Text passage:
·····

Glutamate transporters in the rat basal ganglia: Localization and modulations in normal and Parkinsonian rats

Parkinson's disease (PD) is a serious motor disorder in human and it is caused by a degeneration of dopaminergic neurons in the basal ganglia. One damaging effect after dopamine denervation is an overactivity of glutamate pathways in the brain and this is related to the onset of symptoms of Parkinson's disease. Glutamate transmission is regulated by vesicular glutamate transporters (VGLUT1-T3) and excitatory amino acid transporters (EAATs: GLT1, GLAST and EAAC1). In normal rats, double labeling experiments revealed that pattern of distribution of VGLUT1 and VGLUT2 immunoreactivities was found to be primarily segregated in the neuropilar elements, whereas VGLUT3 immunoreactivity was found in the perikarya of different subpopulations of neurons in the basal ganglia. The present results indicate that VGLUT1 and T2 proteins are likely to be expressed by sub-groups of glutamatergic terminals that differ in origin. VGLUT3 is only found in subpopulations of neurons in the basal ganglia suggests possible roles of glutamate in these neurons. In 6-hydroxydopamine (6-OHDA)-lesioned rats, an animal model of Parkinson's disease, immunoreactivity for GLT1 and GLAST was found to be decreased in the striatum of the lesioned side. Prominent decreases in GLT1 and GLAST protein expressions were also found. These findings indicate that excessive levels of extracellular glutamate after the onset of Parkinson's disease may at least be due to a depletion of glial glutamate transporters, i.e., a deficit in re-cycling of glutamate as a neurotransmitter. In addition, immunoreactivity for EAAC1 and VGLUT3 was differentially modulated in the basal ganglia after 6-OHDA lesion. These results indicate that the expression of EAAC1 and VGLUT3 are related to change of activities of neurons in the basal ganglia after dopamine denervation. These findings may have important implications in the treatment of Parkinson's disease. Last but not the least, GLT1 expression was found to be increased after the administration of an antibiotic ceftriaxone in normal and 6-OHDA lesioned rats. Immunoreactivity for GLT1 was found to be increased in the lesioned striatum compared to the non-lesioned side of the ceftriaxone-treated rats. Although, no amelioration in motor behavior was found, these results provide evidence that ceftriaxone is potent positive regulator for GLT1 expression. These findings may have potential clinical application in the treatment of Parkinson's disease.

·····

(Collection entries)

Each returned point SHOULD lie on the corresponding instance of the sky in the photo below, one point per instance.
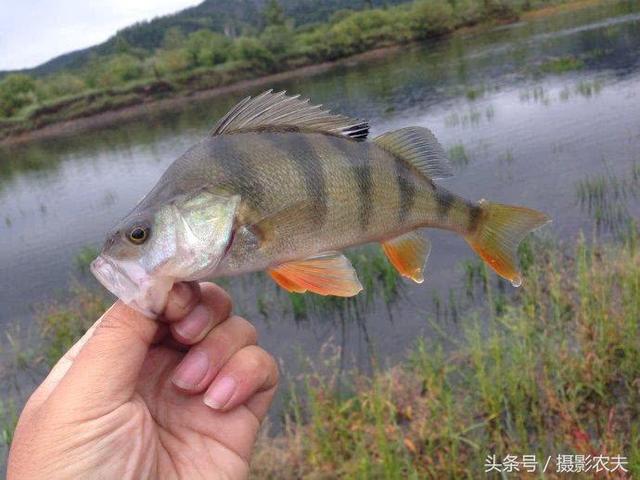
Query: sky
(34, 31)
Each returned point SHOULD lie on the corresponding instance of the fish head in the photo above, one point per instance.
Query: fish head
(157, 245)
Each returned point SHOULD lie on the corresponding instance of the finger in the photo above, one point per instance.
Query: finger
(183, 297)
(214, 307)
(105, 371)
(203, 362)
(249, 371)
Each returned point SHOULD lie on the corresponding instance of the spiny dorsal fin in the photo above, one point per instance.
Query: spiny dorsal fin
(329, 273)
(419, 147)
(279, 111)
(408, 253)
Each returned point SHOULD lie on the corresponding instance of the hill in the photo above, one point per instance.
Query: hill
(230, 17)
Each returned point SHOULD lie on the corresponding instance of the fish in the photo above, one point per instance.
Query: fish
(284, 186)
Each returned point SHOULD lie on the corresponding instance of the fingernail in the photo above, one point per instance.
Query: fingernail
(220, 393)
(192, 326)
(192, 370)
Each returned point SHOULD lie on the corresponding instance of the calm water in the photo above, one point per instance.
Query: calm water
(528, 110)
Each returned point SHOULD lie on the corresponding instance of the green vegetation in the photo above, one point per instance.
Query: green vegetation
(458, 155)
(133, 70)
(562, 65)
(605, 198)
(553, 370)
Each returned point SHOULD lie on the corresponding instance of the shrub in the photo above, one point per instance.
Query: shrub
(253, 51)
(432, 17)
(16, 91)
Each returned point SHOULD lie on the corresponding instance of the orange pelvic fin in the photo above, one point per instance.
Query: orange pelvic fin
(500, 230)
(326, 274)
(408, 253)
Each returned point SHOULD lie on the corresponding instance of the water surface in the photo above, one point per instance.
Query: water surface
(527, 110)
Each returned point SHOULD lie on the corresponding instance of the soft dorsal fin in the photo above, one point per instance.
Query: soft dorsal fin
(279, 111)
(329, 273)
(419, 147)
(408, 253)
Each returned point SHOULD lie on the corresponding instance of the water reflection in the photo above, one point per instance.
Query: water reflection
(524, 111)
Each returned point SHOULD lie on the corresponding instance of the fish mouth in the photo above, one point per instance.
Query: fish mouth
(130, 283)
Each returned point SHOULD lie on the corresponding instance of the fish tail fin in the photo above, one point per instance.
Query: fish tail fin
(498, 233)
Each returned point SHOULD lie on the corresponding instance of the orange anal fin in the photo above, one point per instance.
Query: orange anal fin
(326, 274)
(408, 253)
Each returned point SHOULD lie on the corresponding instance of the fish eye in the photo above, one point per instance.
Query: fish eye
(138, 235)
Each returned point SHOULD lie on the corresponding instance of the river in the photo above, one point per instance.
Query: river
(527, 111)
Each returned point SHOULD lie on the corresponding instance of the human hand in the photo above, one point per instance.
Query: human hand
(136, 398)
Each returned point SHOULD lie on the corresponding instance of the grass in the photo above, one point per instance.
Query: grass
(553, 371)
(552, 368)
(110, 84)
(458, 155)
(561, 65)
(604, 197)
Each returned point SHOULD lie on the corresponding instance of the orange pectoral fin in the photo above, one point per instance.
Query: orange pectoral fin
(326, 274)
(408, 254)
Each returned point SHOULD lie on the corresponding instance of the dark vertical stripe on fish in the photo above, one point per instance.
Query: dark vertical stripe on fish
(238, 171)
(309, 166)
(362, 176)
(407, 190)
(446, 201)
(475, 215)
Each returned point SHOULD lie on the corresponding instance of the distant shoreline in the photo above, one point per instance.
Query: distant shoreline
(135, 102)
(153, 105)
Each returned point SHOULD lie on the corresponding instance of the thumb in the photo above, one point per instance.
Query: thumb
(105, 370)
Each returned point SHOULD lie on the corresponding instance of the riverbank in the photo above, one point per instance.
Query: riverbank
(554, 371)
(99, 108)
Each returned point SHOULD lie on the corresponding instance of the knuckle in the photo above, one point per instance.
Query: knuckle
(218, 298)
(122, 320)
(249, 332)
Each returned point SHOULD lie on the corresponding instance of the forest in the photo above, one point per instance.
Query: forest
(162, 58)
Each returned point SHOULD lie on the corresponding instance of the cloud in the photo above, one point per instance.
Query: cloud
(34, 31)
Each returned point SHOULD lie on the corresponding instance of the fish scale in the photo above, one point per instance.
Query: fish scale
(284, 186)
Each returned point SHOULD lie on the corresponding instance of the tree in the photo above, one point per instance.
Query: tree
(173, 38)
(274, 14)
(16, 91)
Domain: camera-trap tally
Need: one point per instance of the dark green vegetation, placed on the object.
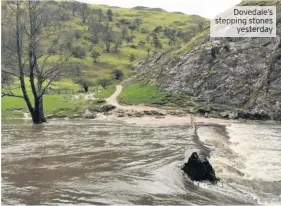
(80, 46)
(226, 77)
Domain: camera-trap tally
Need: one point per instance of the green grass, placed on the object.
(142, 94)
(105, 93)
(63, 105)
(59, 105)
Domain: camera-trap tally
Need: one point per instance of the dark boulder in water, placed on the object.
(199, 169)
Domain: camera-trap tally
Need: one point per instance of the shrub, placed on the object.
(118, 74)
(78, 52)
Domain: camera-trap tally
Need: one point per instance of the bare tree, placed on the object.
(108, 38)
(132, 57)
(85, 84)
(104, 83)
(124, 31)
(148, 49)
(85, 10)
(25, 56)
(117, 43)
(95, 56)
(109, 14)
(118, 74)
(74, 7)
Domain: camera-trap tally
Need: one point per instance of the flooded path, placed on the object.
(98, 162)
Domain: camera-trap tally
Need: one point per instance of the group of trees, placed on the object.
(33, 32)
(23, 56)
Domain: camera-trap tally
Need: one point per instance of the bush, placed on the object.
(77, 34)
(118, 74)
(104, 82)
(78, 52)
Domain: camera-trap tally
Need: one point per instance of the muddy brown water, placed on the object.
(98, 162)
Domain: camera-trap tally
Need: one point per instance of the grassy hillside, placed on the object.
(101, 39)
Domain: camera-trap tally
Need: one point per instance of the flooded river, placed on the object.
(96, 162)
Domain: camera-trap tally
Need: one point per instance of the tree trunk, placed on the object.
(86, 88)
(36, 117)
(41, 108)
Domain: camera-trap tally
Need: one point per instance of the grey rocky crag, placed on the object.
(240, 77)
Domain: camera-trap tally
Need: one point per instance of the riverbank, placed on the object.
(89, 106)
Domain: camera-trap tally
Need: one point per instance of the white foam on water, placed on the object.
(258, 148)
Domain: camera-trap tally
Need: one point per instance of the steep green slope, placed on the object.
(85, 31)
(229, 77)
(146, 31)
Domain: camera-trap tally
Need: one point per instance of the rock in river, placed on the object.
(199, 169)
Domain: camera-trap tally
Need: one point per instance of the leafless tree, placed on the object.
(108, 38)
(85, 11)
(24, 52)
(74, 7)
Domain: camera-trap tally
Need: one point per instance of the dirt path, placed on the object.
(167, 120)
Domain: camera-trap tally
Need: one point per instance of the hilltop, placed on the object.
(104, 41)
(227, 77)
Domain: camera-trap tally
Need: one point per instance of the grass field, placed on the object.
(139, 93)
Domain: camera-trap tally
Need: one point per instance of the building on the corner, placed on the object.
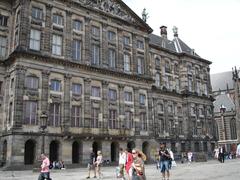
(225, 88)
(102, 80)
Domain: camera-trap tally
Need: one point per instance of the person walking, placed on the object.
(45, 174)
(138, 165)
(91, 165)
(164, 161)
(128, 165)
(98, 164)
(122, 162)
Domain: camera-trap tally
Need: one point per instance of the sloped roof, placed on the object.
(221, 81)
(176, 45)
(225, 100)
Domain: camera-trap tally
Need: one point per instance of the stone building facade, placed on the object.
(103, 81)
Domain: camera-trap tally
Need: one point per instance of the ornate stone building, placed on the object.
(95, 72)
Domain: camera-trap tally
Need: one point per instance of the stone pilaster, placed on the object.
(87, 102)
(18, 96)
(67, 110)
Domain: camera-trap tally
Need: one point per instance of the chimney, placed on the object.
(163, 31)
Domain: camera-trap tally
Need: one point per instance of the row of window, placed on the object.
(77, 119)
(55, 85)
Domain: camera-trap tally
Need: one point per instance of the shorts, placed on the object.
(164, 166)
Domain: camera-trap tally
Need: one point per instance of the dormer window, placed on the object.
(58, 20)
(37, 13)
(3, 20)
(77, 25)
(140, 44)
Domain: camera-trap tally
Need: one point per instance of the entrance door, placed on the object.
(29, 153)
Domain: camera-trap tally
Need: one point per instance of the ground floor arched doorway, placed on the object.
(54, 151)
(114, 151)
(76, 152)
(131, 145)
(29, 152)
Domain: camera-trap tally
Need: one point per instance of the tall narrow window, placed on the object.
(31, 113)
(35, 38)
(129, 120)
(95, 117)
(3, 46)
(126, 63)
(55, 114)
(143, 120)
(95, 54)
(76, 50)
(157, 80)
(58, 20)
(31, 82)
(37, 13)
(112, 58)
(140, 65)
(55, 85)
(76, 89)
(76, 116)
(3, 20)
(95, 91)
(77, 25)
(113, 124)
(57, 45)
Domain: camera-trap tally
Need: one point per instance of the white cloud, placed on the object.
(211, 27)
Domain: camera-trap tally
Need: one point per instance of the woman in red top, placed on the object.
(129, 164)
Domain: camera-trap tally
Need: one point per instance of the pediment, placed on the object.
(118, 9)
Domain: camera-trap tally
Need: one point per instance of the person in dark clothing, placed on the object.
(164, 161)
(91, 165)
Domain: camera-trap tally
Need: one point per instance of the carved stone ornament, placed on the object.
(109, 6)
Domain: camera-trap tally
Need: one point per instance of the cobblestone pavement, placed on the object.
(195, 171)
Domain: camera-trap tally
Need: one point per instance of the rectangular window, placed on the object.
(76, 89)
(76, 116)
(112, 94)
(95, 117)
(55, 85)
(96, 31)
(77, 25)
(95, 92)
(128, 96)
(112, 58)
(126, 63)
(113, 123)
(3, 20)
(35, 38)
(76, 50)
(57, 19)
(95, 54)
(57, 45)
(129, 120)
(126, 40)
(37, 13)
(140, 44)
(55, 114)
(111, 36)
(143, 120)
(31, 113)
(142, 99)
(31, 82)
(157, 80)
(140, 66)
(3, 46)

·····

Exercise prompt:
Answer these questions from the abstract on glutamate transporters in the rat basal ganglia:
1. In normal rats, where was VGLUT3 immunoreactivity found?
2. In 6-OHDA-lesioned rats, immunoreactivity for which two transporters decreased in the striatum of the lesioned side?
3. Which antibiotic increased GLT1 expression?

Response area:
1. In the perikarya of different subpopulations of neurons in the basal ganglia.
2. GLT1 and GLAST.
3. Ceftriaxone.